§ EXTRACT:
************

First the good news: there were a few pleasant surprises in this Budget. The abolition of long-term capital gains tax could provide an enormous incentive to individuals, who are prepared to patiently create assets.
The flattening of short-term capital gains rates is useful as is the (admittedly expected) introduction of tonnage taxes for shipping companies. The 150 per cent offset for automobile R&D could be a boon to the industry.
The hike of foreign direct investment limits in areas like insurance and telecom is a welcome signal that infrastructure creation won't be halted by misplaced nationalism. The promise of a serious review of tax structures in February, 2005 is also welcome.
The bad news: it was the expected measures that proved to be as unpleasant as people thought they would be. The turnover tax on securities trades is likely to choke off volumes in the short run at least.
The tax on leased aircraft could be the kiss of death for air-travel. Various cesses are being raised for socially useful purposes. But forgive me if I'm cynical about the delivery of education and related services by the public sector.
The massive increases in Plan expenditure and defence spending are frankly scary. So are the ballooning food subsidies. It'll be a miracle if the government succeeds in eliminating the revenue deficit inside the promised schedule. And, if the economy doesn't grow at least 6.5 per cent in 2004-05, there will be major problems in matching these revenue estimates.
It's a pity that PC couldn't muster up the courage to offer major tax incentives for entrepreneurs to enter sectors like education and healthcare, where efficiency is just as necessary as increased spending. That might have created a healthier climate than simply pumping money into inefficient delivery systems.
What leads does this Budget offer to the small investor? In sectorial terms, it offers the usual cyclical effects. Certain sectors gain from tax-breaks while others get hurt.

************

§ TRY IT: Carry on the Budget commentary from its last sentence, keeping its tone and subject. The records are separate material and are unrelated to the Budget commentary.

************

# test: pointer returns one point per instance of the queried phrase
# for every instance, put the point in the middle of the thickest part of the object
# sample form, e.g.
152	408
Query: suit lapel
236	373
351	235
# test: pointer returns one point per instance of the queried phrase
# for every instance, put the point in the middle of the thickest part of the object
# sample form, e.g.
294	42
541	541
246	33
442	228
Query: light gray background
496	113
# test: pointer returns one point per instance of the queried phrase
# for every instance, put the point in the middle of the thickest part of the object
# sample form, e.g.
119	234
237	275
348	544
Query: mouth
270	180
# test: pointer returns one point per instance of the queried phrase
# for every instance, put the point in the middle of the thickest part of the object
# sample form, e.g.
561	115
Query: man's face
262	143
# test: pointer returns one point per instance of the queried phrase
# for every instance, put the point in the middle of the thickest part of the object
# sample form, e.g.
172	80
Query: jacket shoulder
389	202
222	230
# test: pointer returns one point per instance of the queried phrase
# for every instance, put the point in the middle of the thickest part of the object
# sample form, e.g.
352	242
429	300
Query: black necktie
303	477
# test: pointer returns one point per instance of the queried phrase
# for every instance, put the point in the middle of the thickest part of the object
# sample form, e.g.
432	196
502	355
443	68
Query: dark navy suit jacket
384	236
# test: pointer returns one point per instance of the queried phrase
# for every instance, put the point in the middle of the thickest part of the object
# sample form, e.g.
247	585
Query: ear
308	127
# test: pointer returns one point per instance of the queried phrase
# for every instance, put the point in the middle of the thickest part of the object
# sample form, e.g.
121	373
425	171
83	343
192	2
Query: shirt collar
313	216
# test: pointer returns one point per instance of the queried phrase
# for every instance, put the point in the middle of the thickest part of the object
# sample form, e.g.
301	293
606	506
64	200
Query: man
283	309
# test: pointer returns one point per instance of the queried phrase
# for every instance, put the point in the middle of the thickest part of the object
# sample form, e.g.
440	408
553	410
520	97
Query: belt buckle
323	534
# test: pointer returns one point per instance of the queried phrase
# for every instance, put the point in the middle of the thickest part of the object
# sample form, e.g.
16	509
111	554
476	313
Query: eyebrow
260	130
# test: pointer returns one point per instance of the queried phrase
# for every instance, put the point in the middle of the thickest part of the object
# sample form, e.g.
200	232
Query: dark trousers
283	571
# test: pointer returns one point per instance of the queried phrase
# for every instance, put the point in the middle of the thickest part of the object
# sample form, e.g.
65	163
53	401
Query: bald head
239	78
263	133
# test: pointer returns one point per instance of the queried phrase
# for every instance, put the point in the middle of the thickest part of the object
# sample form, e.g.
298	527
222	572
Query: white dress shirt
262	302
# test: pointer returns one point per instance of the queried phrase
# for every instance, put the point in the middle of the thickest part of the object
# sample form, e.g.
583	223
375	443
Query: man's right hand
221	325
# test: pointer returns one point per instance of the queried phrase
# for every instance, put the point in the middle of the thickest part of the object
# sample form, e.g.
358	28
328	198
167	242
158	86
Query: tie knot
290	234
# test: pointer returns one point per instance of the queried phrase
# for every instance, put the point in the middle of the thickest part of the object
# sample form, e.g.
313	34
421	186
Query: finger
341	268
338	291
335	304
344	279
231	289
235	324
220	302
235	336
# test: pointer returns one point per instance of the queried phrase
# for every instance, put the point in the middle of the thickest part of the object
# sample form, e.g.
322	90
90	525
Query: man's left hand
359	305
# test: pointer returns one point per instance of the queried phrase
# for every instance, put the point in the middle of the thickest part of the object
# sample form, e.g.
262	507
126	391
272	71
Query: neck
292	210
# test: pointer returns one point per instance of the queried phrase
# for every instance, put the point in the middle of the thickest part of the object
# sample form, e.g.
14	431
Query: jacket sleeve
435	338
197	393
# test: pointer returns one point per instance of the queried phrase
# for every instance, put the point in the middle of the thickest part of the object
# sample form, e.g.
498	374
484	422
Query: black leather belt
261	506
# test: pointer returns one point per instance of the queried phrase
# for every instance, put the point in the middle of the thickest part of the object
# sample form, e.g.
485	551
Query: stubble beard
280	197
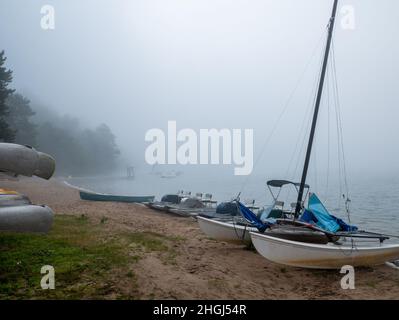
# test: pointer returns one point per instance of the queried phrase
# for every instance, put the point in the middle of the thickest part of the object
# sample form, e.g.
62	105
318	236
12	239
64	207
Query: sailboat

************

§ EXERCISE ANSWER:
Tractors, IT hardware makers, teleservice providers, shipping companies gain, metal producers lose, auto-manufacturers lose, etc. The exact provisions will need to be carefully studied and clarified by notifications before the position becomes obvious.
The turnover tax is likely to be the burning issue for the next few weeks. The problem paradoxically lies in the fact that India has an efficient, highly competitive trading environment with very low brokerages. Where the trader is used to paying 0.05-0.07 per cent or 5-7 paise per Rs 100, an additional charge of 0.15 per cent triples costs.
The turnover tax will thus seriously impact volumes in the three most liquid financial markets: equities, bonds and derivatives. It also affects bid-ask spreads, which typically tend to be extremely low. Until the market adjusts to higher trading costs, most day-traders and even a lot of longer-term players will tend to stay out.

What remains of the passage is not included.